Segment Start: SOURCE TEXT
St. Stephen’s is proud of it’s links with the Waterberg Welfare Society and has supported WWS through prayer, sending volunteers and financial donations.
Mary Stephenson, a former Churchwarden of St Stephen’s, is Operations Director of the WWS in Vaalwater in South Africa’s Limpopo Province.
Mary says: “When I decided to trade my Notting Hill flat and life in London for rural Vaalwater my friends and family were astonished. They said I should let the dust and emotion from my first trip to South Africa settle before I made any rash decisions to leave my job, sell my flat and move out there.
“It was September 2000 when I first went to Cape Town to organise an art exhibition. Friends invited me to visit their farm in the Waterberg where I heard local farmers talking about the impact of HIV/AIDS on their staff. Instantly I knew that this was what I was being called to do.
“Two local farmers’ wives (the founder members of WWS), along with the local paediatric consultant, had already begun organising awareness and prevention workshops. They’d quickly realised that there was a need to provide the service on a full-time basis.Over the next two years I made several visits to build up relationships before moving out in March 2002.”
What started out as an HIV/AIDS awareness programme soon developed into something much bigger. WWS now cares for 330 orphans and vulnerable children, 100 youth and around 65 adult patients.
Mary continues, “We’re involved in testing and counselling; home-based care; providing for orphaned children and offering pain management and respite care from our hospice building which has been our headquarters since September 2004. We’ve also built a youth and orphan centre, Timothy House, on the plot of land next door which opened in October 2006.
“During my years in South Africa I felt backed-up by St Stephen’s in many ways: the church has supported the work through prayer and sending volunteers.”
Segment End: SOURCE TEXT
Segment Start: EXERCISE DATA
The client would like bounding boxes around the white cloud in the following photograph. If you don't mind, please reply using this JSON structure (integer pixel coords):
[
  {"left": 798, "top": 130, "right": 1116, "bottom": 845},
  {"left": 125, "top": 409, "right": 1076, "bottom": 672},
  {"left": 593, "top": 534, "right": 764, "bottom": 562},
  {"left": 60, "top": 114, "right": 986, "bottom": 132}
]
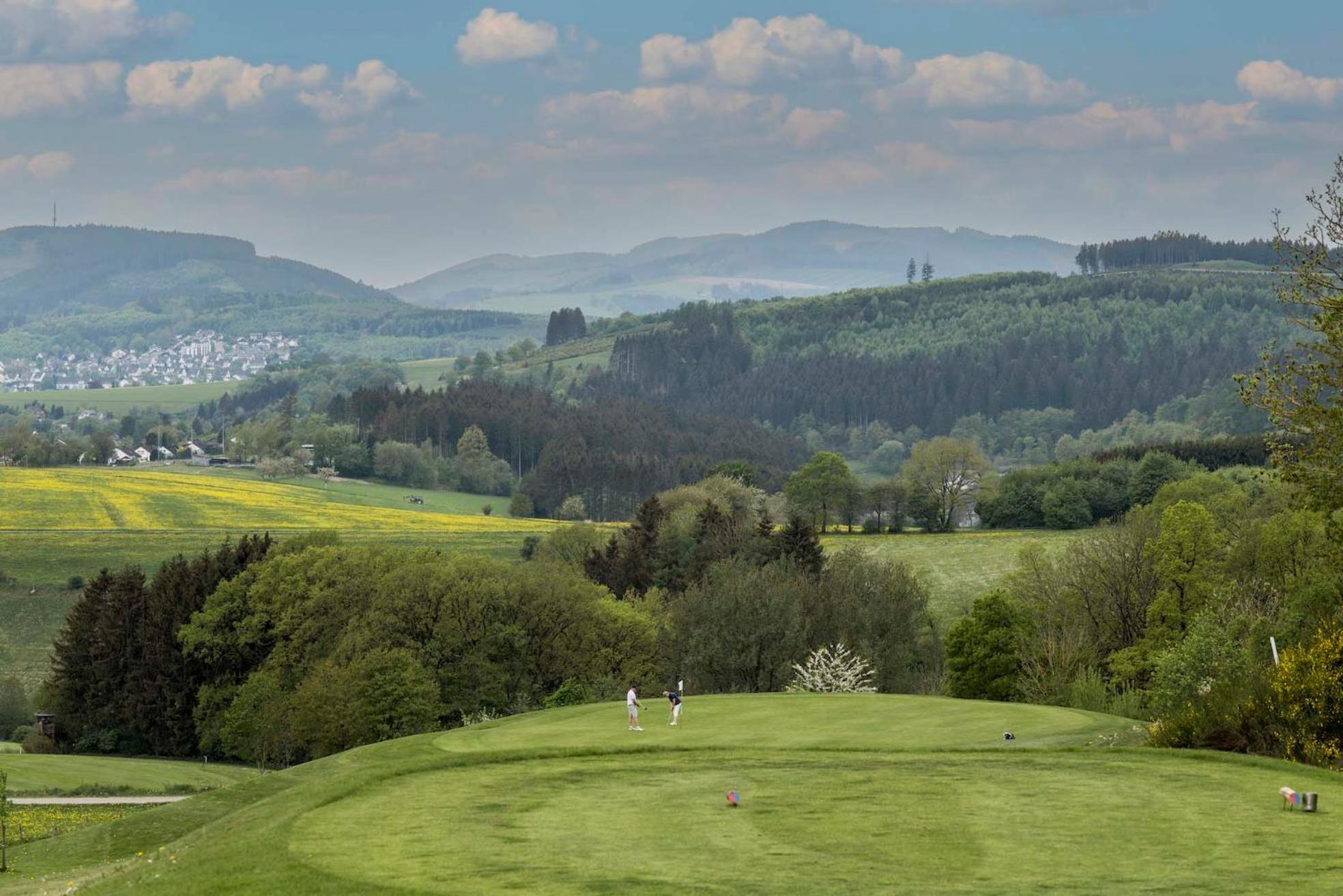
Segment End: EXERCISE DATA
Segment Start: EXERCISE DATA
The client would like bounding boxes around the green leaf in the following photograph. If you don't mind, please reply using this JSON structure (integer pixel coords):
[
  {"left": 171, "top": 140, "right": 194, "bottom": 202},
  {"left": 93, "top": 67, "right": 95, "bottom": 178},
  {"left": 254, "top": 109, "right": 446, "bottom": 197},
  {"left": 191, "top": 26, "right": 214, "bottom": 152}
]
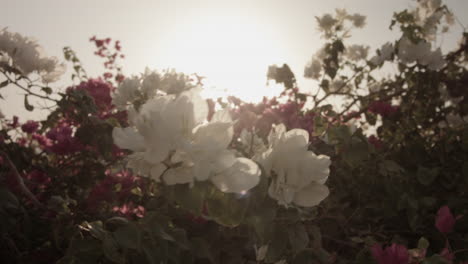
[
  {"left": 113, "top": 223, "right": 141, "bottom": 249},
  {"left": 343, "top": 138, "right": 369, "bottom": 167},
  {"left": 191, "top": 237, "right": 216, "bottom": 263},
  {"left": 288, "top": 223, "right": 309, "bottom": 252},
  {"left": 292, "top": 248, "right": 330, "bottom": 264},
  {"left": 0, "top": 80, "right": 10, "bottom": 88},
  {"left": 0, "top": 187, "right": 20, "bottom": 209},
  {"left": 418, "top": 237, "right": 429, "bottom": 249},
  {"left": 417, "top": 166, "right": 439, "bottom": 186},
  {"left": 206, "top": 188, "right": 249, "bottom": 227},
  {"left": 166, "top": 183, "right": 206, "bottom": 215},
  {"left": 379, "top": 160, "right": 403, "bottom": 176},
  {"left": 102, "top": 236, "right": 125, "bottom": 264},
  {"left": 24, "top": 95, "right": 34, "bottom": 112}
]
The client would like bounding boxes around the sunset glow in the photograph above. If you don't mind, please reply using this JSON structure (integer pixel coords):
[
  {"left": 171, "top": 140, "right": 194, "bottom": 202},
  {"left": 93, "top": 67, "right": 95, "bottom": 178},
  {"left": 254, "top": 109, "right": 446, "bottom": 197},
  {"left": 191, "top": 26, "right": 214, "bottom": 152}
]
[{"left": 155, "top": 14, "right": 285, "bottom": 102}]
Segment End: EXERCISE DATA
**TASK ITEM**
According to the text on St. Stephen's and the Waterberg Welfare Society, when did Timothy House open? The records come from a separate source unrelated to the text.

**EXERCISE ANSWER**
October 2006